*Given task*. Which lines in the entries below contain the string "number"? Return each one in full.

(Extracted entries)
— Begin —
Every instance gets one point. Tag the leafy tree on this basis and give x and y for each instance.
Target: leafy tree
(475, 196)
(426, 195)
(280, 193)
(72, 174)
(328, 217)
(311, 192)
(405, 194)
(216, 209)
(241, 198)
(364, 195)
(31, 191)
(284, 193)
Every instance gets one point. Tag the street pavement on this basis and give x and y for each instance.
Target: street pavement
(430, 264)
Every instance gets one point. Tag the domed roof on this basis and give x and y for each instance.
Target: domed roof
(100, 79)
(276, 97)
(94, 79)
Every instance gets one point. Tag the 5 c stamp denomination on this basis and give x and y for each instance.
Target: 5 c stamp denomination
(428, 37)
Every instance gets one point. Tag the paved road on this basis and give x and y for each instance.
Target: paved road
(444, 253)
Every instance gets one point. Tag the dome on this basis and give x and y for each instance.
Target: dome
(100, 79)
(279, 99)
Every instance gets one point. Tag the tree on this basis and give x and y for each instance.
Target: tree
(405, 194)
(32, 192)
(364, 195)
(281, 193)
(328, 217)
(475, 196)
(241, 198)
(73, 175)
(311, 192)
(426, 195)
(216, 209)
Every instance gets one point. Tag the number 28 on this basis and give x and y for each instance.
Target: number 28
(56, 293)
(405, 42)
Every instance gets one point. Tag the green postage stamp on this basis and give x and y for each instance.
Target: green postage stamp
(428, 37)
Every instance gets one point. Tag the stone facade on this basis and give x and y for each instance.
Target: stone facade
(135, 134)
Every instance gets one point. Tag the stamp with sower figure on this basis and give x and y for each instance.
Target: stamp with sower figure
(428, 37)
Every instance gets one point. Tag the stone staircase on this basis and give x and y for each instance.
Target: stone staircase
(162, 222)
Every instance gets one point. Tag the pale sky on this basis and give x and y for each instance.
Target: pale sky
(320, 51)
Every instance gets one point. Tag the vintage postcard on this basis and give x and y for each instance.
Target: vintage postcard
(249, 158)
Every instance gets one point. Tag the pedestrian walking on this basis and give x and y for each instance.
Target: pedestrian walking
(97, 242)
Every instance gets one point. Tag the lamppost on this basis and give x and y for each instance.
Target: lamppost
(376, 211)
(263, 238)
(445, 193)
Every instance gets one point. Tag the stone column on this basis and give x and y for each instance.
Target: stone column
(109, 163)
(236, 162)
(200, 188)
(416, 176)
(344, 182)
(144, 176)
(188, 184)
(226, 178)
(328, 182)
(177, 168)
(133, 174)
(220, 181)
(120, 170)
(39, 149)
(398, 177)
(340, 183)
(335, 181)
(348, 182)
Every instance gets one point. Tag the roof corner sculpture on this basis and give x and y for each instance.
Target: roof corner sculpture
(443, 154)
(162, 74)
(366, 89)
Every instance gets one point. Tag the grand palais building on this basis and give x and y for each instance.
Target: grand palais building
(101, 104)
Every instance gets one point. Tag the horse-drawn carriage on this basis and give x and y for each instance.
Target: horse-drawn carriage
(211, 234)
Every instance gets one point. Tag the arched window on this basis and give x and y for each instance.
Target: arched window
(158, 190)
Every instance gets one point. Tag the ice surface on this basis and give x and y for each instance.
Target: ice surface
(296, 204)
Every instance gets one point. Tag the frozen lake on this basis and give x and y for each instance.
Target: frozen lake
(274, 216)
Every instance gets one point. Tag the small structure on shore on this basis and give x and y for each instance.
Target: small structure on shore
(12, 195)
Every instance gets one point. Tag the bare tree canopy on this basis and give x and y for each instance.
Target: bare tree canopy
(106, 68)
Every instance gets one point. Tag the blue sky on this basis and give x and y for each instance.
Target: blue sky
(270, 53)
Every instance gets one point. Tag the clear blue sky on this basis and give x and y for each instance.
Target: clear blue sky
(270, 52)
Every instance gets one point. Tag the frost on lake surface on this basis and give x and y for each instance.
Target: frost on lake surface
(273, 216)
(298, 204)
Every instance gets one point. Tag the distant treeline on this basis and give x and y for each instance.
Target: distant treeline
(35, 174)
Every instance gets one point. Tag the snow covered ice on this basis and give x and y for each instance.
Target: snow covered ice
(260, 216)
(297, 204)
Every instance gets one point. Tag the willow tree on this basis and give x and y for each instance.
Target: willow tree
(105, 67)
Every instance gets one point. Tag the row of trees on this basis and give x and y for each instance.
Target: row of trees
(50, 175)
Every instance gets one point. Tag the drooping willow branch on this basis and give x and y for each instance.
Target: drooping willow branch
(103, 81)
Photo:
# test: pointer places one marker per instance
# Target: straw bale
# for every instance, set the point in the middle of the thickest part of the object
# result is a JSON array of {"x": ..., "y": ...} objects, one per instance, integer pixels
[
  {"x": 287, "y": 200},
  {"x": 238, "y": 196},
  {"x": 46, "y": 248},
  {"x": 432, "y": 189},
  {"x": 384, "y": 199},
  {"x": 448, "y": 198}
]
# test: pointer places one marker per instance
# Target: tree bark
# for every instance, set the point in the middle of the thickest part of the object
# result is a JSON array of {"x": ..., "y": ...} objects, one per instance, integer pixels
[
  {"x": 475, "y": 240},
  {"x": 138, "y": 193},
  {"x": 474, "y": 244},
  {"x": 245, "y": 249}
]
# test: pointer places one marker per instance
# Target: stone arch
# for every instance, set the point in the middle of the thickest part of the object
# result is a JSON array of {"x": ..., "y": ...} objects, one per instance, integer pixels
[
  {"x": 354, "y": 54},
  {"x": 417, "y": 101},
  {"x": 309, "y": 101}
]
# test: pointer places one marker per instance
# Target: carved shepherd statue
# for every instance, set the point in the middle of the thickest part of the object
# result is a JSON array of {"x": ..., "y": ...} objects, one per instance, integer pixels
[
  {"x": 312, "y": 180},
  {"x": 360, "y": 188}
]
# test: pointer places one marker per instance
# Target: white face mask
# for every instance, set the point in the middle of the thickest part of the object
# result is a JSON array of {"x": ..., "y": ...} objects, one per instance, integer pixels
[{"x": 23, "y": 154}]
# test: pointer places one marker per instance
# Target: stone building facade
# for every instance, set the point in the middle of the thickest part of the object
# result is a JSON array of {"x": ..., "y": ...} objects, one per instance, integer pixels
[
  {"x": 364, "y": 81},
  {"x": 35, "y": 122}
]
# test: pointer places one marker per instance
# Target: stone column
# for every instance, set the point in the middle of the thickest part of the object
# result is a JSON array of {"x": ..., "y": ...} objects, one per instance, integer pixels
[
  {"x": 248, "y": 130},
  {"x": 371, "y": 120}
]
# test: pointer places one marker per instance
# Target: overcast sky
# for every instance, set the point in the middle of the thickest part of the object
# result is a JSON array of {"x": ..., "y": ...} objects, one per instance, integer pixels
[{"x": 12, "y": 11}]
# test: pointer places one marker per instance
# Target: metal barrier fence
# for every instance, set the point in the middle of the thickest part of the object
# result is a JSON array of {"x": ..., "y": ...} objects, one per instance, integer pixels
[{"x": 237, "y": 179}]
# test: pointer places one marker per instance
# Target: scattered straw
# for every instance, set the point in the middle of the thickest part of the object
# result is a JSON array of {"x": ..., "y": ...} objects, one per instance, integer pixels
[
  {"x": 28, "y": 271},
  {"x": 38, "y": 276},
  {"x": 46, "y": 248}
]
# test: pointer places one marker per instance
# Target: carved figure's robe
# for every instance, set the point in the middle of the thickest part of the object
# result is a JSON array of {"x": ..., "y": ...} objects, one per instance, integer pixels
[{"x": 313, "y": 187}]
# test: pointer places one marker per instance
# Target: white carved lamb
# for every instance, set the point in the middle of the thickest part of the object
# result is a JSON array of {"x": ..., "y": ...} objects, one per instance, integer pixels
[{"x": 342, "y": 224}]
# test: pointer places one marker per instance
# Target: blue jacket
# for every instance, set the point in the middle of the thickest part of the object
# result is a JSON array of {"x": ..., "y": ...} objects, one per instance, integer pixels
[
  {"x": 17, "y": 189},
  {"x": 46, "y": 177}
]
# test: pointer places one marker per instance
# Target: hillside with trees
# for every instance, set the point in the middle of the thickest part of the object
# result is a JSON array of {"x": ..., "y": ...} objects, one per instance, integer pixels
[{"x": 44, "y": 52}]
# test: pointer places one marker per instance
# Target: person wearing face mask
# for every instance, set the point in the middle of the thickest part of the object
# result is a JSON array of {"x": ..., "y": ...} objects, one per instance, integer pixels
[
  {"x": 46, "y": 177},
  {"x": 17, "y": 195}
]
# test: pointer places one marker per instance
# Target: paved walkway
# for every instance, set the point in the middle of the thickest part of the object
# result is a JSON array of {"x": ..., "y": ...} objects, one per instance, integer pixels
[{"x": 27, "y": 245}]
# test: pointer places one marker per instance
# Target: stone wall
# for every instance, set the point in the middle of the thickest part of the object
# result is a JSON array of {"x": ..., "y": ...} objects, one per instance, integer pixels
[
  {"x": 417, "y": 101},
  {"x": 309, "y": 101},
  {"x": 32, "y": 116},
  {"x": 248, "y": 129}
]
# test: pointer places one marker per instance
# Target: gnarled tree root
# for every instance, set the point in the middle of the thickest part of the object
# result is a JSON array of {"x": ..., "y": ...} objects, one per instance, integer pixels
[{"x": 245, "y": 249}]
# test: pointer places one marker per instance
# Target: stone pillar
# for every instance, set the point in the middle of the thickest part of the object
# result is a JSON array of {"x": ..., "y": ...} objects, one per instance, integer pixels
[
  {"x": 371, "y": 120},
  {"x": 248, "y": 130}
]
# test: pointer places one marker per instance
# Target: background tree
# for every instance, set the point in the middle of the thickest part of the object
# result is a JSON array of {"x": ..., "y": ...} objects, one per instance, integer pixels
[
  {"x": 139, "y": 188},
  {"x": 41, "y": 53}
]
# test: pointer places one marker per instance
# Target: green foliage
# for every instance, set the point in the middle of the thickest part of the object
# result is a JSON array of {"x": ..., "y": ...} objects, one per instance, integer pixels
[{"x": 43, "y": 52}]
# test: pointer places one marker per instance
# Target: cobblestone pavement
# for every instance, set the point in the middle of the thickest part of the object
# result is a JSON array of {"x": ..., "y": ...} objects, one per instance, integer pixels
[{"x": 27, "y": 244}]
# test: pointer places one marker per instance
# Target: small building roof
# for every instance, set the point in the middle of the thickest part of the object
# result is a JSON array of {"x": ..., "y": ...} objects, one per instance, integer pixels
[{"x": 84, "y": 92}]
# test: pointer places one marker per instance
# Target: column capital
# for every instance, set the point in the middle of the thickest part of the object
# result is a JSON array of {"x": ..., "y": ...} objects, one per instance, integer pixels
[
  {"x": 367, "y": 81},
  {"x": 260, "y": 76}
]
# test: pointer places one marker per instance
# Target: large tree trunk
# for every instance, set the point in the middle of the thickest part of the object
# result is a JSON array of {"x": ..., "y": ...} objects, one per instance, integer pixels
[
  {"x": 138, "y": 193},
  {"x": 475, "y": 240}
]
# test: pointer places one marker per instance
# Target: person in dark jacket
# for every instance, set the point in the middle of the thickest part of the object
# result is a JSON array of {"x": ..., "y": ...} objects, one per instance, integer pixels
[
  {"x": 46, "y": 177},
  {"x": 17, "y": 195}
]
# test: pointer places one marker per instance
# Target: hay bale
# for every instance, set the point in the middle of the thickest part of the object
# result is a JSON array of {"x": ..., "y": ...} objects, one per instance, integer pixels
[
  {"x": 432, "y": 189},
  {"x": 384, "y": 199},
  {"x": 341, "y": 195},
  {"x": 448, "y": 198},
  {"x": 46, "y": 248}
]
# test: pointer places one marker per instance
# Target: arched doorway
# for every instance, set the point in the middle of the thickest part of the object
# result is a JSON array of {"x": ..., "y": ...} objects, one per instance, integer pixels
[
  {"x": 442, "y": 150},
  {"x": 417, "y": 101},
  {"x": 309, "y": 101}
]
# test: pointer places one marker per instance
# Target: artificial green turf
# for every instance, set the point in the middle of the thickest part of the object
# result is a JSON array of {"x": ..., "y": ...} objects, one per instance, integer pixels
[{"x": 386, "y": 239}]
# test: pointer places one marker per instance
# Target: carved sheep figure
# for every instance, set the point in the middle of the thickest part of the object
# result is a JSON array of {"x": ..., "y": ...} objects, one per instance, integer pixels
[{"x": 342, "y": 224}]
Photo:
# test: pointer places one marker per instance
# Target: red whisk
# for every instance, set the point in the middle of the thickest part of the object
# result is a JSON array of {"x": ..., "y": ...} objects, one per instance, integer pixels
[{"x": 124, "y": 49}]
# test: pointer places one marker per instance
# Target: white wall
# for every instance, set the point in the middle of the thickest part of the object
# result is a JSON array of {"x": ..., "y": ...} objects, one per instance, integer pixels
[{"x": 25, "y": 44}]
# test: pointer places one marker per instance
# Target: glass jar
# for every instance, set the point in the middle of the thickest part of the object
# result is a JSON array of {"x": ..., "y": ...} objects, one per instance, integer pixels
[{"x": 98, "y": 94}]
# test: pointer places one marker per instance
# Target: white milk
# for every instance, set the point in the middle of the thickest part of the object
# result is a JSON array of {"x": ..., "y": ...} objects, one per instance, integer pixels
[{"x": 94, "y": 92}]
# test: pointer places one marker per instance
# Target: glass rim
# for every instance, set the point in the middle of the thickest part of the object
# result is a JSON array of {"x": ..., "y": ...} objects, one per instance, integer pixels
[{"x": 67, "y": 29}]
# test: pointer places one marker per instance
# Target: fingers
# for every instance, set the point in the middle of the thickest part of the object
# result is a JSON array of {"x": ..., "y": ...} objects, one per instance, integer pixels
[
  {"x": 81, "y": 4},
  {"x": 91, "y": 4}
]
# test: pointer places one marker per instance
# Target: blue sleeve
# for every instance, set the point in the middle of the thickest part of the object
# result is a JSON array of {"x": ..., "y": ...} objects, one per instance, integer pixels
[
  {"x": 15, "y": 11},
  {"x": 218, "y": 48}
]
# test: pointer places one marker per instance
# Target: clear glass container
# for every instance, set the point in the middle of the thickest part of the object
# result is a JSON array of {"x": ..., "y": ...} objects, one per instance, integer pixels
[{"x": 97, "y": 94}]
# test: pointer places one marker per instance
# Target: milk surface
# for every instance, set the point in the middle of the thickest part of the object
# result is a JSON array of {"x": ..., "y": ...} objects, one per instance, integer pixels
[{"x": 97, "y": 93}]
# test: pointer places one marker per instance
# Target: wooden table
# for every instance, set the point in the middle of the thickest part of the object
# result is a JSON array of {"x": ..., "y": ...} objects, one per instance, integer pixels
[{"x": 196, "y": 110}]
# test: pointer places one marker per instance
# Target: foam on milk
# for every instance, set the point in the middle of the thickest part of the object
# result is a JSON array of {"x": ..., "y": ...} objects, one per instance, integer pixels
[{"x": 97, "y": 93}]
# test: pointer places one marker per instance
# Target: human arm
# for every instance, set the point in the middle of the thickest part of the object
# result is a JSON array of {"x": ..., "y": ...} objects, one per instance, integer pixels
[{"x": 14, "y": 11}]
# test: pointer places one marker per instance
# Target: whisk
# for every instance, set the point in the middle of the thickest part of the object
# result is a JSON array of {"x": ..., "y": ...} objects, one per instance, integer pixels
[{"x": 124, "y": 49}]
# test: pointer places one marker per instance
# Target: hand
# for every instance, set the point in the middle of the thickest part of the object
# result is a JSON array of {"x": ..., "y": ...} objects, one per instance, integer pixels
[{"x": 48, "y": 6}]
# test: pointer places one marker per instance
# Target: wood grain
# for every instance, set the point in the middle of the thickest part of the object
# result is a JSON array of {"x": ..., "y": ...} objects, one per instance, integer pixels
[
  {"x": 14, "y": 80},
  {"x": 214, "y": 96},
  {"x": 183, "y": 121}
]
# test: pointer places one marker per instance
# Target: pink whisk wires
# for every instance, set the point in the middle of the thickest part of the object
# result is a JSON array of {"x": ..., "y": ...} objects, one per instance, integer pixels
— End —
*The solution*.
Every instance gets one point. Tag the number 28 on this basis and give x and y for each instance.
Target: number 28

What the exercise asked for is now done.